== RAW DATA ==
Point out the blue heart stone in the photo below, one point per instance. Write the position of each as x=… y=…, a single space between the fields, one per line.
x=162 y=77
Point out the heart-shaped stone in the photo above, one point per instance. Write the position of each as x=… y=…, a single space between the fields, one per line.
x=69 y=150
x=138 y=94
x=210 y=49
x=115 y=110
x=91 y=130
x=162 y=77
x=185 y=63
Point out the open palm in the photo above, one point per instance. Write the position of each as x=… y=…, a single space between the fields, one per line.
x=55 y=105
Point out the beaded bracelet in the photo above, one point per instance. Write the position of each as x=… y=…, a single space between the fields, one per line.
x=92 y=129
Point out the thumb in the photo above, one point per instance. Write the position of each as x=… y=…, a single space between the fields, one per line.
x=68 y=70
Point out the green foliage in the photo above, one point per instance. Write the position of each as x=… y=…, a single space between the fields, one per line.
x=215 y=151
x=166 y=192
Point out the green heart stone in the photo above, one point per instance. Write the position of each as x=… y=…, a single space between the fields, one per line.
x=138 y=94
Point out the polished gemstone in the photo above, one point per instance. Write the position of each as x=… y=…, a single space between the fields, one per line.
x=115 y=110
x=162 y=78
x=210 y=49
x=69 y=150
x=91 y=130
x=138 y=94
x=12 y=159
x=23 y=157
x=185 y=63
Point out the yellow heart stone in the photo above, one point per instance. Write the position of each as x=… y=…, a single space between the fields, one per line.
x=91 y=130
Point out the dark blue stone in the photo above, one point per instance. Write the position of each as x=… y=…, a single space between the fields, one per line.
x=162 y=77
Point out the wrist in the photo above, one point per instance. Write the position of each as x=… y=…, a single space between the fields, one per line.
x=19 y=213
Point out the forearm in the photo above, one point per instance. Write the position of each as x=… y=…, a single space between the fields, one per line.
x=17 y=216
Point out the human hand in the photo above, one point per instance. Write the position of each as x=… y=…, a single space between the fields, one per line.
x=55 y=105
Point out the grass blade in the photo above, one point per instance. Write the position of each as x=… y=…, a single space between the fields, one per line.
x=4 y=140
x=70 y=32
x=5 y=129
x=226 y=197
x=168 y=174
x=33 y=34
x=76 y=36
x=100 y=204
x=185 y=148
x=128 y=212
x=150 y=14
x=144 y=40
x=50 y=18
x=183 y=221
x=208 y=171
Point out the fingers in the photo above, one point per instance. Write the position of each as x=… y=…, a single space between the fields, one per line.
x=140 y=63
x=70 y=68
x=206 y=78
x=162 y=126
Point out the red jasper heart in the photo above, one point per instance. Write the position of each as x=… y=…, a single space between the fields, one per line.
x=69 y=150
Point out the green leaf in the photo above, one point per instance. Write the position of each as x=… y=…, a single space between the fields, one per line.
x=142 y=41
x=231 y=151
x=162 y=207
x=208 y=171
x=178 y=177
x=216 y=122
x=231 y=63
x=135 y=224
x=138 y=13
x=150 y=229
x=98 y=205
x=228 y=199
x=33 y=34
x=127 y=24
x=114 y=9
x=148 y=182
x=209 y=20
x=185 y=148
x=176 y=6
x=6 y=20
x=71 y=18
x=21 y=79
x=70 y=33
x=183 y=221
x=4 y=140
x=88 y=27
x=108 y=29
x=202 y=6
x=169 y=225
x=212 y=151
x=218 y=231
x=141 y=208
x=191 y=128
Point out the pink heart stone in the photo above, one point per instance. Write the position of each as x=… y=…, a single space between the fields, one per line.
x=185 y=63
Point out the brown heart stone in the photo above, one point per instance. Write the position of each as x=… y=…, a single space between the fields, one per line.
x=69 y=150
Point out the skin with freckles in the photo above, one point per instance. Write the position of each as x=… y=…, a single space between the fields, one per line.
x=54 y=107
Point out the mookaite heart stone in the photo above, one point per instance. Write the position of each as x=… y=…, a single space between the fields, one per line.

== WHAT THIS TASK INVOLVES ==
What is needed is the data above, output in full and exactly as it stands.

== REPLY TO THE TASK ==
Point out the blue heart stone in the photo below, one point per instance. Write the position of each as x=… y=…, a single space between the fields, one per line.
x=162 y=77
Point out the heart-shaped stone in the photo above, one point per instance. Write the position of each as x=… y=…, a single space between the fields, one per line.
x=69 y=150
x=138 y=94
x=210 y=49
x=115 y=110
x=91 y=130
x=162 y=77
x=185 y=63
Point out the open palm in the photo above, one point per instance. Write the position of each as x=… y=…, a single space between the fields, one per line.
x=55 y=105
Point out the beaded bracelet in the photo above, one point per instance. Write the position of each as x=… y=…, a single space between the fields, one per line.
x=92 y=129
Point out the thumb in the photo above, one point per instance. Write the position of each as x=… y=…, a single space between the fields, one per line.
x=68 y=70
Point out the green foliage in the photo above, one point per instance. Write the position of each as x=… y=…, a single space between the fields, one per line.
x=215 y=151
x=166 y=192
Point out the green heart stone in the photo above, one point per instance. Write the position of each as x=… y=…, a single space between the fields, one per line.
x=138 y=94
Point out the polished gemstone in the photo above, one point per instance. Write the position of each as x=… y=…, a single space between the fields, one per line.
x=115 y=110
x=162 y=78
x=210 y=49
x=69 y=150
x=91 y=130
x=138 y=94
x=12 y=159
x=23 y=157
x=185 y=63
Point out the yellow heart stone in the photo above, one point per instance. Write the position of each as x=… y=…, a single space between the fields, one per line.
x=91 y=130
Point out the dark blue stone in the photo above, one point per instance. Write the position of each as x=… y=…, a single space between the fields, one per line.
x=162 y=77
Point out the wrist in the photo above, one point per instance. Write the position of each as x=… y=…, a single space between the fields, one per line.
x=19 y=213
Point out the forearm in the photo above, one point per instance. Write the position of each as x=… y=…, a single space between the fields, one per line.
x=17 y=216
Point out the human hand in the photo above, one point per instance. Write the position of each as x=… y=…, a single space between the fields, one per line.
x=55 y=105
Point out the grass blade in the photo above, one point per instance. Write the position of each as x=… y=…, a single space between the fields, one per line.
x=4 y=140
x=70 y=32
x=5 y=129
x=226 y=197
x=168 y=174
x=33 y=34
x=76 y=36
x=100 y=204
x=185 y=148
x=128 y=212
x=150 y=14
x=144 y=40
x=50 y=18
x=183 y=221
x=208 y=171
Point out the fingers in the photo above, one point per instance. Write the position of each as x=… y=…, a single space between the fields, one per line.
x=140 y=63
x=70 y=68
x=206 y=78
x=162 y=126
Point out the red jasper heart in the photo above, one point per instance. Write the position of each as x=… y=…, a single space between the fields, one per line.
x=69 y=150
Point out the green leaf in the photo above, one point per instance. Write the position of each as x=… y=…, a single space between the fields, one per line.
x=142 y=41
x=231 y=151
x=162 y=207
x=208 y=171
x=178 y=177
x=216 y=122
x=231 y=63
x=135 y=224
x=138 y=13
x=150 y=229
x=98 y=205
x=228 y=199
x=33 y=34
x=127 y=24
x=114 y=9
x=148 y=182
x=209 y=20
x=185 y=148
x=176 y=6
x=6 y=20
x=71 y=18
x=21 y=79
x=70 y=33
x=183 y=221
x=4 y=140
x=88 y=27
x=108 y=29
x=202 y=6
x=169 y=225
x=212 y=151
x=218 y=231
x=141 y=208
x=191 y=128
Point out the pink heart stone in the photo above, one point per instance. Write the position of each as x=… y=…, a single space between the fields, one per line.
x=185 y=63
Point out the brown heart stone in the photo above, one point per instance. Write the position of each as x=… y=…, a single space between the fields, one per line.
x=69 y=150
Point out the skin with freckles in the photo above, one point per instance. Write the position of each as x=… y=…, a single space between the fields, one per line.
x=54 y=107
Point out the mookaite heart stone in the photo above, one point per instance. Write the position of each as x=… y=…, a single space between the fields, one per line.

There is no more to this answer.